#### DATASET EXTRACT
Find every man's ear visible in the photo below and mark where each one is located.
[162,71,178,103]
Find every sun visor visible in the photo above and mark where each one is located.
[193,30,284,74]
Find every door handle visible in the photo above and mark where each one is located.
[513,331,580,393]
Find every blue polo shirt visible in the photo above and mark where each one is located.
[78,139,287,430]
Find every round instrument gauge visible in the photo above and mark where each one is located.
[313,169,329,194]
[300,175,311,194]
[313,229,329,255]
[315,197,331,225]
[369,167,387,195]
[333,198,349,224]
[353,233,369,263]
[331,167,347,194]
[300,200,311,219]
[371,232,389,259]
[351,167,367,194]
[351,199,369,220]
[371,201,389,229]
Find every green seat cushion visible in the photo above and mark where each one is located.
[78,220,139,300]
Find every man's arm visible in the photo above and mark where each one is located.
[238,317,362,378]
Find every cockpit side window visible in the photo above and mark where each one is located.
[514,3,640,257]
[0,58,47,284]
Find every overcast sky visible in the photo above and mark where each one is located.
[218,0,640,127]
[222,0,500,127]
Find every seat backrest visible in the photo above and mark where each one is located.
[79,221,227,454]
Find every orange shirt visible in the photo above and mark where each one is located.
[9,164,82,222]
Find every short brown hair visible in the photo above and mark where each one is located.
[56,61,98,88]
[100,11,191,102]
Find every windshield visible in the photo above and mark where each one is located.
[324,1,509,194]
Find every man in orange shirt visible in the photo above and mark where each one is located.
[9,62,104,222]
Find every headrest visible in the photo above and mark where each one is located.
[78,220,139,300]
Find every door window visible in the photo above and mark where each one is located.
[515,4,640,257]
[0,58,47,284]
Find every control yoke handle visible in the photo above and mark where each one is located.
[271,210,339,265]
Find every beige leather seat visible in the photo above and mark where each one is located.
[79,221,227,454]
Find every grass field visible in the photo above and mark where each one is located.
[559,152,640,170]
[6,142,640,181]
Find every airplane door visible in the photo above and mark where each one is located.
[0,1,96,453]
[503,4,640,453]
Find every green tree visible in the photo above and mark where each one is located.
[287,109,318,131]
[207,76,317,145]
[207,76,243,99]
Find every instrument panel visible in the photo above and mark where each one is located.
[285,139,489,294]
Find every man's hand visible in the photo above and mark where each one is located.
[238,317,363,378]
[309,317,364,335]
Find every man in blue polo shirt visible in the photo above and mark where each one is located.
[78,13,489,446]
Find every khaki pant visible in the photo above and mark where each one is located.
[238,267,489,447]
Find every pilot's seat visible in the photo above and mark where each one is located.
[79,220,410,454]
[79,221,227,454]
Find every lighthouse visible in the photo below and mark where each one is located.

#### TASK PROMPT
Copy out all of the items above word for word, keeping their order.

#### FULL RESPONSE
Find every man's ear visible in the photo below and mark where each one is located.
[162,71,178,103]
Find every sun visor visible in the photo above and mark where each one is located.
[193,30,284,74]
Find every door handle visible in the photo above and mark where each one is located.
[513,331,580,393]
Find every blue polo shirt visible in the photo above and mark where each one is located.
[78,139,287,430]
Find every round instrument gauge visible in the photo above and mark where each one is located.
[313,169,329,194]
[300,175,311,194]
[313,229,329,255]
[315,197,331,225]
[369,167,387,195]
[333,198,349,224]
[353,233,369,263]
[331,167,347,194]
[300,200,311,219]
[371,232,389,259]
[351,167,367,194]
[351,199,369,220]
[371,201,389,229]
Find every green seat cushion visible in the photo above and mark where each one is located.
[78,220,139,300]
Find every man's arm visible in the photo above and mark where each one is located.
[238,317,362,378]
Find every cockpit side window visible in the photo above and mark where each one is located.
[514,3,640,257]
[0,58,47,284]
Find every overcast sky visible in the photo above and mark where each one is located.
[218,0,640,127]
[222,0,500,127]
Find every seat backrest visible in the photo above and mark where each one is located.
[79,221,227,454]
Find every orange shirt visible in the photo above and mark where each one is located.
[9,164,82,222]
Find every short brown hair visible in the photo above and mark where each one is located.
[56,61,98,88]
[100,11,191,102]
Find every windshield visible in the photo above and mark where each one is located.
[324,1,509,194]
Find every man in orange shirt visible in the photo above and mark where each one is located.
[9,62,104,222]
Find every headrest visible in the photo above and mark where each one is located.
[78,220,139,300]
Find every door window visible in the photo above and mark where each one is located.
[515,4,640,257]
[0,58,47,284]
Find every control yoke handle visible in the photo above and mark where each one is located.
[271,210,339,265]
Find every beige leather seat visible in the photo above and mark where each one is located.
[79,221,227,454]
Find every grass field visible in the photo above and mark where each one is located.
[559,152,640,170]
[6,142,640,181]
Find every airplane door visible in the photo above and mark where each one is located.
[0,1,96,453]
[503,4,640,453]
Find every green tree visible in the photo above and mark where each one is located.
[287,109,318,131]
[207,76,317,145]
[207,76,243,99]
Find every instrument panel visible in the photo above and mark where each one is located.
[285,139,489,294]
Find every man's hand visible in the photo above and mark where each one is located.
[238,317,363,378]
[309,317,364,335]
Find every man in blue polo shirt visible in the photo above and mark where each one is located.
[78,13,489,446]
Find every khaki pant visible in the photo above and mark where each one is located.
[238,267,489,447]
Find every pilot's seat visible in the photo above and mark where each one is located.
[79,220,410,454]
[79,221,227,454]
Find every lighthouse visible in the photo below and mark where each one is located.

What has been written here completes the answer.